■ WHAT YOU ARE ASKED TO DO
Send back the line that contains "of the field" and all lines following it through the end of the data below, exactly, omitting pictures.

■ DATA SHOWN
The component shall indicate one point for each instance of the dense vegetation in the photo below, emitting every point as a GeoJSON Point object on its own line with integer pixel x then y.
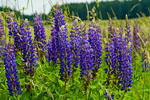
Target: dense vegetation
{"type": "Point", "coordinates": [116, 8]}
{"type": "Point", "coordinates": [133, 8]}
{"type": "Point", "coordinates": [79, 60]}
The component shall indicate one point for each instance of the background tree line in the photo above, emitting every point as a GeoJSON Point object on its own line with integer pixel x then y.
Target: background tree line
{"type": "Point", "coordinates": [115, 8]}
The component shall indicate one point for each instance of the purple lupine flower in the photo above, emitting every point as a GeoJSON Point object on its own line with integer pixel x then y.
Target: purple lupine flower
{"type": "Point", "coordinates": [86, 59]}
{"type": "Point", "coordinates": [2, 34]}
{"type": "Point", "coordinates": [62, 44]}
{"type": "Point", "coordinates": [109, 97]}
{"type": "Point", "coordinates": [75, 41]}
{"type": "Point", "coordinates": [14, 32]}
{"type": "Point", "coordinates": [65, 55]}
{"type": "Point", "coordinates": [145, 62]}
{"type": "Point", "coordinates": [59, 21]}
{"type": "Point", "coordinates": [127, 73]}
{"type": "Point", "coordinates": [53, 45]}
{"type": "Point", "coordinates": [40, 37]}
{"type": "Point", "coordinates": [49, 47]}
{"type": "Point", "coordinates": [136, 40]}
{"type": "Point", "coordinates": [11, 70]}
{"type": "Point", "coordinates": [2, 40]}
{"type": "Point", "coordinates": [86, 62]}
{"type": "Point", "coordinates": [95, 42]}
{"type": "Point", "coordinates": [28, 50]}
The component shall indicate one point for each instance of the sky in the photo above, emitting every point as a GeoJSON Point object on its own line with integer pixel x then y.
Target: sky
{"type": "Point", "coordinates": [39, 6]}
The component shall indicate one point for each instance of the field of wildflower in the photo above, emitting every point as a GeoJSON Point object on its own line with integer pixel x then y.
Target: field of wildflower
{"type": "Point", "coordinates": [74, 60]}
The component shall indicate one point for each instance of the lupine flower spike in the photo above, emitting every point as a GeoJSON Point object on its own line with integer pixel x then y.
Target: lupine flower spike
{"type": "Point", "coordinates": [28, 50]}
{"type": "Point", "coordinates": [75, 41]}
{"type": "Point", "coordinates": [95, 42]}
{"type": "Point", "coordinates": [11, 70]}
{"type": "Point", "coordinates": [40, 37]}
{"type": "Point", "coordinates": [13, 32]}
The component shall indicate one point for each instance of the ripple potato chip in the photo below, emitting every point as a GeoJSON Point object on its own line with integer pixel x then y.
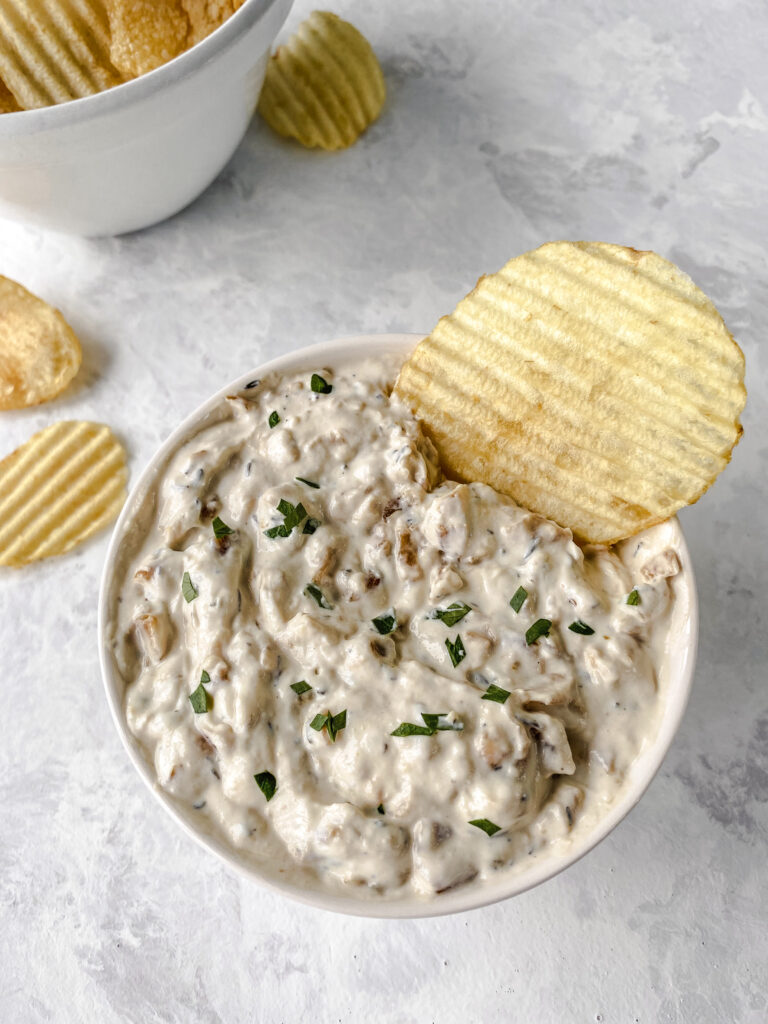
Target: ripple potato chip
{"type": "Point", "coordinates": [39, 351]}
{"type": "Point", "coordinates": [325, 86]}
{"type": "Point", "coordinates": [592, 383]}
{"type": "Point", "coordinates": [52, 51]}
{"type": "Point", "coordinates": [8, 102]}
{"type": "Point", "coordinates": [206, 15]}
{"type": "Point", "coordinates": [58, 488]}
{"type": "Point", "coordinates": [145, 34]}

■ FINISHED TASK
The component shall indicate one point for each instance of the field of wildflower in the photo above, emitting every point as a GeoJSON Point object on its own line with integer pixel x then y.
Target: field of wildflower
{"type": "Point", "coordinates": [74, 60]}
The component shall indicate one point for each instance of the lupine flower spike in the photo above, emitting every point as a GeoJSON Point object on its own line with integer pixel x then y.
Target: lupine flower spike
{"type": "Point", "coordinates": [28, 50]}
{"type": "Point", "coordinates": [75, 41]}
{"type": "Point", "coordinates": [95, 42]}
{"type": "Point", "coordinates": [11, 70]}
{"type": "Point", "coordinates": [40, 37]}
{"type": "Point", "coordinates": [13, 32]}
The component shall indicate one point for each instance of the ripple potato chip in the photo below, emitting every point as a GeoJSON Point object on its own line with integer pixel x then y.
Target: ripple potato chip
{"type": "Point", "coordinates": [39, 351]}
{"type": "Point", "coordinates": [325, 86]}
{"type": "Point", "coordinates": [592, 383]}
{"type": "Point", "coordinates": [52, 51]}
{"type": "Point", "coordinates": [8, 102]}
{"type": "Point", "coordinates": [206, 15]}
{"type": "Point", "coordinates": [58, 488]}
{"type": "Point", "coordinates": [145, 34]}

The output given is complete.